MATERIAL FOR THE TASK:
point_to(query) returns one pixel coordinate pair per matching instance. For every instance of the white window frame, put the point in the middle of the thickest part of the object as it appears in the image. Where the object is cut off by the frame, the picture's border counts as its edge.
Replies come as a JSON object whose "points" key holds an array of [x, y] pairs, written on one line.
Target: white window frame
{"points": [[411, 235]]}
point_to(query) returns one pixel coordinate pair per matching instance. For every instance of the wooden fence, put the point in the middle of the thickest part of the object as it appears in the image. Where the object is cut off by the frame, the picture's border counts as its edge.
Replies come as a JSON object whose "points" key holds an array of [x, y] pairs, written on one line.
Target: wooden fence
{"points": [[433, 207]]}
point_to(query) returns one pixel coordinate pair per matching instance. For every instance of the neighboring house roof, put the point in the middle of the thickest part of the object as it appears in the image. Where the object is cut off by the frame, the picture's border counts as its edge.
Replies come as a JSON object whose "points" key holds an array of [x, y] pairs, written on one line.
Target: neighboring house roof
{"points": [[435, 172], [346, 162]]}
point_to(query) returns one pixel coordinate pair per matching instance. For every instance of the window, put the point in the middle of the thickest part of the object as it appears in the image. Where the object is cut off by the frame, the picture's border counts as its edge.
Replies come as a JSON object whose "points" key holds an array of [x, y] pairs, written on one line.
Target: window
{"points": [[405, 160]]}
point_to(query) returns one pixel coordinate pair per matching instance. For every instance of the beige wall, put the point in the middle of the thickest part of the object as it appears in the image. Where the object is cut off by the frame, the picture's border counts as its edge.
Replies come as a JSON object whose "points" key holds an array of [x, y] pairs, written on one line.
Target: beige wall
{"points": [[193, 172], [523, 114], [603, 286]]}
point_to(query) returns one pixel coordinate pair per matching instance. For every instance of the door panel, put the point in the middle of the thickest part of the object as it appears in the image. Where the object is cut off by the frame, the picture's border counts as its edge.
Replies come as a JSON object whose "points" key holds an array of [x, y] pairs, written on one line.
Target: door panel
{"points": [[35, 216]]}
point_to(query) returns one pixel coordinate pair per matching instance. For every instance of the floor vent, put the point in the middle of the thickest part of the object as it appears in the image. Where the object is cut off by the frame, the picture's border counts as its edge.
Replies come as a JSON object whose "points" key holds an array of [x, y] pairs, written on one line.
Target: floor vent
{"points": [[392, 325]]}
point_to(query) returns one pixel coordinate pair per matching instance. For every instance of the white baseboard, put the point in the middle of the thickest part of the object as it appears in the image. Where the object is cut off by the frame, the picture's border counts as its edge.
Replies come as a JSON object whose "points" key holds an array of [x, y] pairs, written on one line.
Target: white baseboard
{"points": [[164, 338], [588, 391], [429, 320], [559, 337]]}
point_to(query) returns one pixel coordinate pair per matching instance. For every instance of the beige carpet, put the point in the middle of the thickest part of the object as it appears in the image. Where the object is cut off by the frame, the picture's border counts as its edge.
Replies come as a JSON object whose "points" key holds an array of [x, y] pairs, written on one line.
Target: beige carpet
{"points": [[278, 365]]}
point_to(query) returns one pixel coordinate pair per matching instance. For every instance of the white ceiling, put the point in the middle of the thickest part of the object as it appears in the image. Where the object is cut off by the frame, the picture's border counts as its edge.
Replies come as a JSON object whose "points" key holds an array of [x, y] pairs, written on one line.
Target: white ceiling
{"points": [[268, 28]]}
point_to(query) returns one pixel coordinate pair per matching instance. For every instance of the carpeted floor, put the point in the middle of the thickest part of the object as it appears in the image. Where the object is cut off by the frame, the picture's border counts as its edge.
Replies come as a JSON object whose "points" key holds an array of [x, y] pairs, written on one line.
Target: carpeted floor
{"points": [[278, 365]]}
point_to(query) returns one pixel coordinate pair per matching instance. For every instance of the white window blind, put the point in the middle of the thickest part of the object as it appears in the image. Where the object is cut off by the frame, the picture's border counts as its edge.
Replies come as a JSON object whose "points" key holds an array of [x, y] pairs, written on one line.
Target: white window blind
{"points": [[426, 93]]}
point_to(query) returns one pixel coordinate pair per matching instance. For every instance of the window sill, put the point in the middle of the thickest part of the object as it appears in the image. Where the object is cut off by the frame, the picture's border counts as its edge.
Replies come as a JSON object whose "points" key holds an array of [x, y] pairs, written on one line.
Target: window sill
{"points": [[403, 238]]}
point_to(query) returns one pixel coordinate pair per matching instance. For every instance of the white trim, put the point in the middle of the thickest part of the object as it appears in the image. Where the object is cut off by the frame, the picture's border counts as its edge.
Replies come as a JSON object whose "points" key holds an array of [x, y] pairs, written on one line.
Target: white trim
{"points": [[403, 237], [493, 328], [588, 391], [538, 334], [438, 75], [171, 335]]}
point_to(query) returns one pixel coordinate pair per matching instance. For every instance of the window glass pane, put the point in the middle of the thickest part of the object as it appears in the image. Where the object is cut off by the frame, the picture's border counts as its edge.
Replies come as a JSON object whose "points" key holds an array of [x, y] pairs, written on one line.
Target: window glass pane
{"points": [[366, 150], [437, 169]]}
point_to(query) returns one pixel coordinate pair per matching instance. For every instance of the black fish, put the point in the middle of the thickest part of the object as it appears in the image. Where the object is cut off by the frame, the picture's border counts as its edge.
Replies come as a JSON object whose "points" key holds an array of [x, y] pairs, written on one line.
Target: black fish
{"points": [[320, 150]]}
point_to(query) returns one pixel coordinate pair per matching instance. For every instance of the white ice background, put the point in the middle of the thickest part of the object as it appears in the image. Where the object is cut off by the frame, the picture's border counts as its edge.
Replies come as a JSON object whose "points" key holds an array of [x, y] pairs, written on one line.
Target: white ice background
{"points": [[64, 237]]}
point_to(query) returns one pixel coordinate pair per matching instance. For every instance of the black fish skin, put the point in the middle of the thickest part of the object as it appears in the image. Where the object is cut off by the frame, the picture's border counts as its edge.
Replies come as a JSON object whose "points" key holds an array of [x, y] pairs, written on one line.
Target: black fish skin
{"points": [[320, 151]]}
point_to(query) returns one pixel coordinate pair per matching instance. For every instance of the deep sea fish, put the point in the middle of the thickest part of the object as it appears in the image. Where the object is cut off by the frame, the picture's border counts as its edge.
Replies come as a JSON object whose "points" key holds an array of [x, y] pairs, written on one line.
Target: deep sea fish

TASK DIRECTIONS: Find each line above with the string "deep", then report how many there are. Write only the number.

PROBLEM SOLUTION: 2